Start Rows

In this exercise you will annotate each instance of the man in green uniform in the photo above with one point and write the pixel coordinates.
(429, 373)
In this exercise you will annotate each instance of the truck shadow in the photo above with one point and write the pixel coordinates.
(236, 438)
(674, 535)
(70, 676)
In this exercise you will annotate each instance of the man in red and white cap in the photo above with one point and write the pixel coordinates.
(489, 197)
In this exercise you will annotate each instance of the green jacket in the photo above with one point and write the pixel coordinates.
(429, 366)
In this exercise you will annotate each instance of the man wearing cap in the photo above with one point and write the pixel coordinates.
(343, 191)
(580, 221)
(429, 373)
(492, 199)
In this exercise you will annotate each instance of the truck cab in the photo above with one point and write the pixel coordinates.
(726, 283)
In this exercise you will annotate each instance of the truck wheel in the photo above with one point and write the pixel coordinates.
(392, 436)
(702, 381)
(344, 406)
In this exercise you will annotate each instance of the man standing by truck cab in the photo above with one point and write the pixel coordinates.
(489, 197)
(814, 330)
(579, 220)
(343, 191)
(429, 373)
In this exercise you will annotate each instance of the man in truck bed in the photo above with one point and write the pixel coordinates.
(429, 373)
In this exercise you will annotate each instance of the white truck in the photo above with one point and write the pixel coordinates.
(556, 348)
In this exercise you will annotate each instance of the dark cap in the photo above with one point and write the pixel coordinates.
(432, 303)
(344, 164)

End Rows

**The exercise**
Please return all of the records above word for word, with no changes.

**Solution to this problem**
In this exercise you will annotate each instance of the man in green uniform in the photo above with one point and write the pixel coordinates.
(429, 373)
In this exercise you will annotate each instance of the truck shadow in the photo above with one point and write the pixel coordinates.
(236, 438)
(674, 535)
(70, 676)
In this exercise you will annotate each instance of the man in red and white cap in the photo above with one point and write the pixel coordinates.
(489, 197)
In this exercise you will annotate each instance of the green jacket in the photo above with one point and write the pixel coordinates.
(429, 366)
In this exercise you will annotate each instance of the man wearing cap in the photo above with one point and write the pixel coordinates.
(343, 191)
(580, 221)
(429, 373)
(492, 199)
In this exercise you will annotate each instance of the truck cab in the photo above with one point and write the pixel coordinates.
(726, 283)
In this exercise you will annotate each instance of the truck wheel in the photo above with one point and write the pixel coordinates.
(392, 436)
(702, 381)
(344, 406)
In this exercise you will annotate each instance of the man standing by truck cab in the photo above with one point and write the pixel coordinates.
(489, 197)
(814, 330)
(579, 220)
(343, 191)
(429, 373)
In this exercise you will annotate each instance of the man in truck bed in the photo above with one point and write the pixel coordinates.
(429, 373)
In this exercise you will annotate each instance of the white truck in the photo above with one point and write the pixel coordinates.
(556, 348)
In this exercise you will annotate each instance of the dark cap in the photo above with one point and write the pixel coordinates.
(432, 303)
(344, 164)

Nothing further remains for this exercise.